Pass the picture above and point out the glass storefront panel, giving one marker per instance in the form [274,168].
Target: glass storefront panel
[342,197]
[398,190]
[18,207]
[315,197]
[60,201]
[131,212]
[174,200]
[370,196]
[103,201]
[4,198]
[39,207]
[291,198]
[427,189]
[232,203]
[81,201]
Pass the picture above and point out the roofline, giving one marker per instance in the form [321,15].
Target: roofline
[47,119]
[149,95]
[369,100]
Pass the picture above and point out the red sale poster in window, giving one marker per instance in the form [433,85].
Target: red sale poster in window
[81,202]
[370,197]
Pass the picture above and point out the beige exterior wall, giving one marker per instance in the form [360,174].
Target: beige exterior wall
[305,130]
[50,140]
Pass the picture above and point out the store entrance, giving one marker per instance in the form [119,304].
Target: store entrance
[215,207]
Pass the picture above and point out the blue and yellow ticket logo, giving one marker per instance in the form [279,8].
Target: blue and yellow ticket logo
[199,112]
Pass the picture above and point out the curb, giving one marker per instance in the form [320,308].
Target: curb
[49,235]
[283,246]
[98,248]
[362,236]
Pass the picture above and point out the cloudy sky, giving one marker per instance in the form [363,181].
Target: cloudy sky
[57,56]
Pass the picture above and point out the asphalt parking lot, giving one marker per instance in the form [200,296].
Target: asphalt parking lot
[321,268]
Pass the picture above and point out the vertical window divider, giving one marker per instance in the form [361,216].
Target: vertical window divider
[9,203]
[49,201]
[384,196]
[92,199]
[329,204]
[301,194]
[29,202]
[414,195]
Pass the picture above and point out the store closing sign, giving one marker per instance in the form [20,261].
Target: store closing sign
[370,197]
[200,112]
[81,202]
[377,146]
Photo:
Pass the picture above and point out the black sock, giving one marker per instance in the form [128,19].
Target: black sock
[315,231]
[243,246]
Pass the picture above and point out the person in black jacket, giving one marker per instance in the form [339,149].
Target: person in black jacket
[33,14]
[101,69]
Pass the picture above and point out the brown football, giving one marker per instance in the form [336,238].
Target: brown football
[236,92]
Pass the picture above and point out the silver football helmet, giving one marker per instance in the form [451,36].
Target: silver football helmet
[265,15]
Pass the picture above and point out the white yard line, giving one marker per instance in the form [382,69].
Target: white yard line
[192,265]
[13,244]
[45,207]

**Problem**
Recast all of the data above as a numbered list, leaving out any blank lines.

**Completed exercise**
1. Pass the picture above and point out the glass storefront panel, giving one marker per instance in the form [274,168].
2. Target: glass storefront panel
3. [342,197]
4. [398,190]
5. [18,207]
6. [315,197]
7. [60,201]
8. [131,212]
9. [174,200]
10. [370,196]
11. [103,201]
12. [4,198]
13. [39,207]
14. [291,198]
15. [427,189]
16. [232,203]
17. [81,201]
18. Pass the picture above and point out the roofline, giving one marker per instance in the form [321,15].
19. Target: roofline
20. [47,119]
21. [149,95]
22. [369,100]
23. Pass the picture above and point out the red sale poster in window, giving one marker per instance in the form [433,85].
24. Target: red sale poster in window
25. [81,202]
26. [370,197]
27. Pass the picture above and point out the beige exterior wall, giving one marker per instance in the form [360,174].
28. Target: beige exterior wall
29. [305,130]
30. [50,140]
31. Pass the picture above and point out the store entrance, giving one marker per instance in the form [119,304].
32. Target: store entrance
33. [215,207]
34. Pass the picture above and point out the blue and yellow ticket logo, giving one marker per instance in the form [279,8].
35. Target: blue and yellow ticket logo
36. [199,112]
37. Pass the picture above and point out the curb, giving one marker per instance in the form [320,308].
38. Target: curb
39. [49,235]
40. [283,246]
41. [98,248]
42. [362,236]
43. Pass the picture above and point out the cloudy sky, giving one marker per instance in the form [363,181].
44. Target: cloudy sky
45. [57,56]
46. Pass the picture above and point out the asphalt parking lot, giving one marker per instance in the form [200,296].
47. Target: asphalt parking lot
48. [321,268]
49. Pass the picture above and point out the vertical window divider, giving one marker per instance in the form [361,216].
50. Target: vertical window divider
51. [9,203]
52. [49,201]
53. [384,196]
54. [92,199]
55. [329,204]
56. [301,194]
57. [29,202]
58. [414,195]
59. Pass the picture above and point out the store closing sign, giving one marker per instance in the form [20,261].
60. Target: store closing sign
61. [370,197]
62. [200,112]
63. [81,202]
64. [377,146]
65. Photo:
66. Pass the picture above and point out the black sock, giving one marker per instance in the form [128,19].
67. Target: black sock
68. [315,231]
69. [243,246]
70. Pass the picture above and point out the person in black jacket, giving one marker per instance in the form [339,149].
71. Target: person in black jacket
72. [33,14]
73. [101,69]
74. Pass the picture above and point out the brown football, giving one marker per instance in the form [336,238].
75. Target: brown football
76. [236,92]
77. Pass the picture above and point out the silver football helmet, giving one marker per instance in the form [451,36].
78. Target: silver football helmet
79. [265,15]
80. Pass the picture above and point out the white yard line, giving one marker per instance in the form [382,69].
81. Target: white yard line
82. [192,265]
83. [13,244]
84. [45,207]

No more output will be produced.